___ EXTRACTED DATA

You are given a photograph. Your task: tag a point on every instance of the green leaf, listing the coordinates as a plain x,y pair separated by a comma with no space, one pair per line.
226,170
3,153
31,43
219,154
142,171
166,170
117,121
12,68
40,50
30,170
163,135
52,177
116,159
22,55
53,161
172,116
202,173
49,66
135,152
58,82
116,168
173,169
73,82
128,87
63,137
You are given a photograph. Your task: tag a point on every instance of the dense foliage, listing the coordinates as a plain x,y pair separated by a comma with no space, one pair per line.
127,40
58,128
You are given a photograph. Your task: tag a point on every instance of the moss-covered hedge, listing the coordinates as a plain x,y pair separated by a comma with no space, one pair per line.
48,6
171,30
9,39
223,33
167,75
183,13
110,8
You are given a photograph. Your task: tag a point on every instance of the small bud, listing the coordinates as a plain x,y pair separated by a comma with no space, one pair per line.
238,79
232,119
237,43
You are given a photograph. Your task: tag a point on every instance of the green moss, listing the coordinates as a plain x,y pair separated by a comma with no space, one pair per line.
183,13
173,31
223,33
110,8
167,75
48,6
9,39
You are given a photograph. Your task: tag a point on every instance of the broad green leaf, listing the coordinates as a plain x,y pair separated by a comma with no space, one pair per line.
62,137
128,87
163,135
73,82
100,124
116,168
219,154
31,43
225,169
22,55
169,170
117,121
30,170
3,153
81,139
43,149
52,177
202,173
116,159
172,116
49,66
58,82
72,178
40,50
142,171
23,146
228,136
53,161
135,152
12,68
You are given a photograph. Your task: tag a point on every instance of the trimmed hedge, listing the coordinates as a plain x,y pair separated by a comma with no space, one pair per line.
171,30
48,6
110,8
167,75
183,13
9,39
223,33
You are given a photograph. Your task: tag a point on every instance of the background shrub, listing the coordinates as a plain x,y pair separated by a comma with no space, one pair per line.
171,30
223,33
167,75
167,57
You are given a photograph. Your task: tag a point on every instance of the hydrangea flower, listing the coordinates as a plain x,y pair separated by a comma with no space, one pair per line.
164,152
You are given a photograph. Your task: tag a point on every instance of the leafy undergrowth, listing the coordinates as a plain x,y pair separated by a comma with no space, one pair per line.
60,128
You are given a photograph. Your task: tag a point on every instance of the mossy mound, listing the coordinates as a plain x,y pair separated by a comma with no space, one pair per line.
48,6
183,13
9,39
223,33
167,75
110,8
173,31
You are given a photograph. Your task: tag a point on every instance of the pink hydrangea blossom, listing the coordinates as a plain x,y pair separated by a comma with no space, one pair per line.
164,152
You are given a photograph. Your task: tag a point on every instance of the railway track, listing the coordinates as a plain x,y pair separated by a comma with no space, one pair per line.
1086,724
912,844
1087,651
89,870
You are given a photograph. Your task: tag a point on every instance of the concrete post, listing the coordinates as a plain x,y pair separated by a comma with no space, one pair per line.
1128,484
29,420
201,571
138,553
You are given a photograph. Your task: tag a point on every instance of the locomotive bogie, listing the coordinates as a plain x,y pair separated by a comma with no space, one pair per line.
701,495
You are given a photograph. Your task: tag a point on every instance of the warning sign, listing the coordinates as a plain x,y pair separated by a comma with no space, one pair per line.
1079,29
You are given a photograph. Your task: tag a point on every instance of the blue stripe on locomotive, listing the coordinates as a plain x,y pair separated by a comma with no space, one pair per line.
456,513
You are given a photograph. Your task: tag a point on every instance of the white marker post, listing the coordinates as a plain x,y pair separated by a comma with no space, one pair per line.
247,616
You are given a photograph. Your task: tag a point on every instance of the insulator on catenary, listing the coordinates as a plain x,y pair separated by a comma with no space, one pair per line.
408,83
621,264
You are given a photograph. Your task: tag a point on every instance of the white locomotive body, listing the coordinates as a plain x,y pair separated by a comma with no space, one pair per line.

______

- YOUR ASSIGNMENT: Reproduce, with no other lines, the run of lines that begins with the one containing "of the pink" and ends with the last line of the material.

- EXERCISE ANSWER:
You are given a photograph. Your task: tag a point on every instance of the pink hydrangea blossom, listing the coordinates as a plain x,y pair separated by a comma with no space, one pair per line.
164,152
You are given a photograph. Your task: tag a point on every instance of the railway track, listing the coordinates as a plain x,y pair separated by a comma with no space, one pair per line.
1086,724
912,844
1087,651
89,870
You are given a photograph. Your task: tag a point on every instance of the concrete post, listing the coordinates as a plain x,y pair separated by a comma with no space, one pair per line.
1128,484
29,420
201,571
138,553
You are given a photograph. Your task: tag a point on every instance of the locomotive bogie, listing the coordinates as a plain x,y pair separated by a comma with no space, one pair per line.
701,495
You are given a photograph. Your task: tag a point on every instance of the warning sign, listing the coordinates as a plain x,y pair separated by a comma with no space, one pair per line.
1079,29
You are given a photograph. Your task: tag a point on every instance of the blue stripe on locomotive, listing the coordinates as a plain x,y pair separated by a comma with no space, one pair per line.
456,513
You are given a photograph. Your task: tag a point on every instance of the white marker post, listing the coordinates as a plain x,y pair separated by a comma with no space, one pair per line.
247,616
You are given a photograph. Your task: tag a point on every instance of the insulator on catenary, listing the coordinates as a plain x,y pair separated by a comma with no space, one pair per line.
408,83
621,264
You are given a photograph. Your task: tag a point on every instance of the white locomotive body, listing the coordinates as a plain x,y pair separated by a comma with no space, one pair per line.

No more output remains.